La bio-impression - aujourd'hui de peau, demain de foie, de muscles ou de pancréas - nous fait passer de la science-fiction à la réalité. © F. GUENET/DIVERGENCE

Imprimer du vivant en 3D, une technique en plein essor

Le Vif

Produire de la peau, de l’os, des vaisseaux et même des miniorganes à la demande ? A Bordeaux, des équipes de pointe travaillent sur la « bio-impression 3D ».

Gants, charlotte, surchaussures, blouse. Pour pénétrer dans le laboratoire de la start-up Poietis, dans la banlieue de Bordeaux, il faut montrer patte blanche : rien ne doit polluer l’atmosphère stérile des lieux. Car ici, on imprime… de la peau humaine ! Avec d’infinies précautions, Fabien Guillemot, le cofondateur de la société, sort d’une étuve une boîte contenant six petits disques gélatineux et rosâtres posés sur des compresses stériles. Pas de poils, de glandes sudoripares ou de vascularisation, mais du derme et de l’épiderme superposés, semblables à ceux de notre enveloppe.  » Il s’agit des tout premiers échantillons de tissus humains « bio-imprimés » destinés à être commercialisés, s’enthousiasme cet ancien chercheur de l’Institut national de la santé et de la recherche médicale (Inserm). Ces lots seront prochainement expédiés à des laboratoires pharmaceutiques et à des industriels de la cosmétique, qui en finiront ainsi avec les tests sur les animaux.  » Même s’ils ne peuvent pas encore être greffés sur des patients, ces quelques centimètres carrés marquent le début d’une révolution : ils représentent la preuve vivante que la bio-impression – de peau aujourd’hui, de foie, de muscles ou de pancréas peut-être un jour – passe peu à peu de la science-fiction à la réalité.

La fabrication à la demande d’organes mobilise aujourd’hui de plus en plus de chercheurs à travers le monde. Notamment en Chine ou en Corée, et surtout aux Etats-Unis, où un consortium soutenu par le département de la Défense prévoit d’investir 300 millions de dollars dans ce domaine. En France, l’Inserm a ouvert un  » accélérateur de recherche technologique  » dédié à la bio-impression, également à Bordeaux, avec pour mission de diffuser au sein de la communauté scientifique française cette technique prometteuse mais encore émergente. En Belgique, plusieurs spin-off et chercheurs travaillent sur des méthodes de reconstruction des tissus, mais pas grâce à l’impression 3D. Une technique qui  » ne peut se cantonner qu’à des structures de très petites tailles et ne peut donc nous être utile pour l’instant « , estimait Jérôme Duisit, médecin-assistant en chirurgie plastique à l’UCL, spécialisé en reconstruction faciale, sur le site ScienceToday. De quoi s’agit-il ? Pour le comprendre, il faut se diriger vers l’imprimante laser installée dans le laboratoire de Poietis. La machine, sorte de frigo américain taille XXL, cache un véritable concentré de technologie. Sur le principe de l’impression en 3D, technique désormais assez courante dans l’industrie ou dans le monde médical pour la production de prothèses sur mesure, l’imprimante vient déposer couche après couche un matériau pour fabriquer des objets en trois dimensions. Sauf qu’ici il ne s’agit pas de plastique, de résine ou de métal, mais de cellules vivantes.

■ Données fournies:

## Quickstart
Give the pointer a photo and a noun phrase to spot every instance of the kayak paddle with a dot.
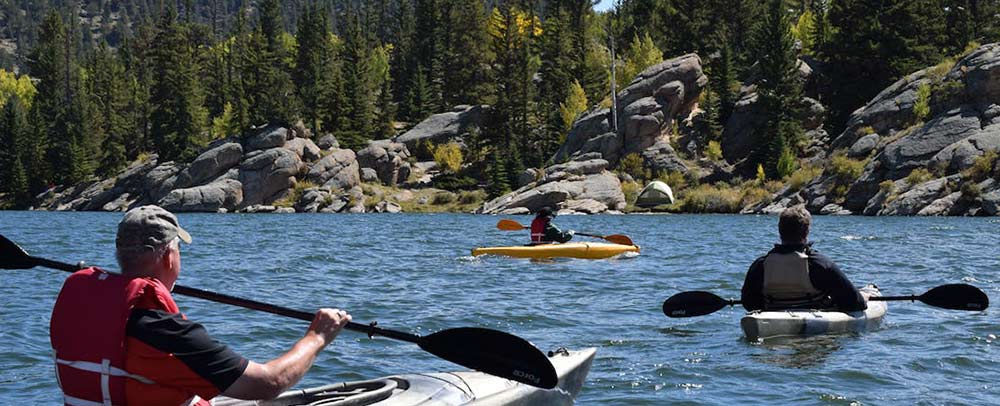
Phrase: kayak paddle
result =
(493, 352)
(956, 296)
(511, 225)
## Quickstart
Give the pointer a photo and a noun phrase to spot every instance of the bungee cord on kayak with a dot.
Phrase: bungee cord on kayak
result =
(792, 296)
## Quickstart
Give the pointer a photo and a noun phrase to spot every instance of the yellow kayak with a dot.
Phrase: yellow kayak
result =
(583, 250)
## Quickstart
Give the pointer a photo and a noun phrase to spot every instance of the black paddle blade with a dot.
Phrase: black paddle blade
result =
(692, 304)
(493, 352)
(13, 256)
(957, 296)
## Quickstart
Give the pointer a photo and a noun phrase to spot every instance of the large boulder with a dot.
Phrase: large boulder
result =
(576, 186)
(159, 180)
(745, 127)
(224, 194)
(266, 174)
(388, 159)
(210, 164)
(444, 127)
(662, 158)
(303, 147)
(269, 137)
(648, 106)
(961, 126)
(917, 198)
(339, 170)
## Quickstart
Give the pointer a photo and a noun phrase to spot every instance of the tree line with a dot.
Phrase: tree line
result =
(167, 77)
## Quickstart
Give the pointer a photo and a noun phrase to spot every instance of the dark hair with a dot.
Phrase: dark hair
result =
(793, 225)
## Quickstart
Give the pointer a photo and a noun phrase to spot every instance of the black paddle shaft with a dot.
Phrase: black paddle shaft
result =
(490, 351)
(369, 329)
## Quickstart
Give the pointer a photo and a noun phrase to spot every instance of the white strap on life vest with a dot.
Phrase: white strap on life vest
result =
(106, 371)
(72, 401)
(100, 369)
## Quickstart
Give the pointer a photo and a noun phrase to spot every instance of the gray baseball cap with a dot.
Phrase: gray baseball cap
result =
(148, 227)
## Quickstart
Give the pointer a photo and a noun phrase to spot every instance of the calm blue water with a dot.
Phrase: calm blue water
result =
(412, 273)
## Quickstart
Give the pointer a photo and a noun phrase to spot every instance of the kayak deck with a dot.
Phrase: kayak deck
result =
(760, 325)
(442, 388)
(581, 250)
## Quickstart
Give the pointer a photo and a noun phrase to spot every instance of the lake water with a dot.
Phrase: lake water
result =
(413, 273)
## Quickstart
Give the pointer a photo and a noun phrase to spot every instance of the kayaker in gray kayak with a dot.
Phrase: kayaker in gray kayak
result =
(544, 232)
(121, 339)
(794, 276)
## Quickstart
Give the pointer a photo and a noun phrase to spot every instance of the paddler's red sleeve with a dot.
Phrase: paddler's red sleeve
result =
(175, 352)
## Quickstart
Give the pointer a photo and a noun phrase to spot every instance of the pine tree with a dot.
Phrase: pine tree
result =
(273, 94)
(13, 136)
(312, 63)
(403, 59)
(876, 42)
(778, 88)
(722, 81)
(557, 76)
(465, 55)
(135, 56)
(177, 116)
(428, 47)
(108, 89)
(357, 72)
(56, 109)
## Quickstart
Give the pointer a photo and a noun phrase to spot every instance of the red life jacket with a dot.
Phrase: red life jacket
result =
(538, 230)
(88, 336)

■ Consigne A: Réécrivez sous forme de liste le paragraphe de l'article sur la bio-impression qui commence par « La fabrication à la demande d'organes », en conservant ses faits principaux.
■ Consigne B:
Répondez aux questions suivantes à partir de l'article sur la bio-impression.
(i) Où se trouve le laboratoire de la start-up Poietis ?
(ii) À qui les premiers lots de peau bio-imprimée seront-ils expédiés ?
(iii) Quelle somme le consortium américain prévoit-il d'investir dans ce domaine ?

■ Résultat A:
- La fabrication d'organes à la demande mobilise de plus en plus de chercheurs dans le monde, notamment en Chine, en Corée et surtout aux États-Unis. Un consortium soutenu par le département de la Défense y prévoit d'investir 300 millions de dollars.
- En France, l'Inserm a ouvert à Bordeaux un « accélérateur de recherche technologique » consacré à la bio-impression. Sa mission est de diffuser cette technique au sein de la communauté scientifique française.
- En Belgique, des spin-off et des chercheurs travaillent à la reconstruction des tissus sans recourir à l'impression 3D. Jérôme Duisit (UCL) juge en effet cette technique limitée pour l'instant à de très petites structures.
- L'imprimante laser de Poietis, de la taille d'un frigo américain XXL, dépose couche après couche des cellules vivantes plutôt que du plastique, de la résine ou du métal.

■ Résultat B:
(i) Dans la banlieue de Bordeaux.
(ii) À des laboratoires pharmaceutiques et à des industriels de la cosmétique.
(iii) 300 millions de dollars.